━━ DATA SHOWN ━━

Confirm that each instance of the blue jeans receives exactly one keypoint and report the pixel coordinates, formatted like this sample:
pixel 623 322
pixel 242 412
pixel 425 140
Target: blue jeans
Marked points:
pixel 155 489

━━━

*WRITTEN REQUEST*. Extract all lines as given.

*RESPONSE TO THIS TASK*.
Confirm that each instance of the blue jeans receives exactly one keypoint and report the pixel coordinates, formatted like this sample:
pixel 623 322
pixel 242 412
pixel 425 140
Target: blue jeans
Marked points:
pixel 155 489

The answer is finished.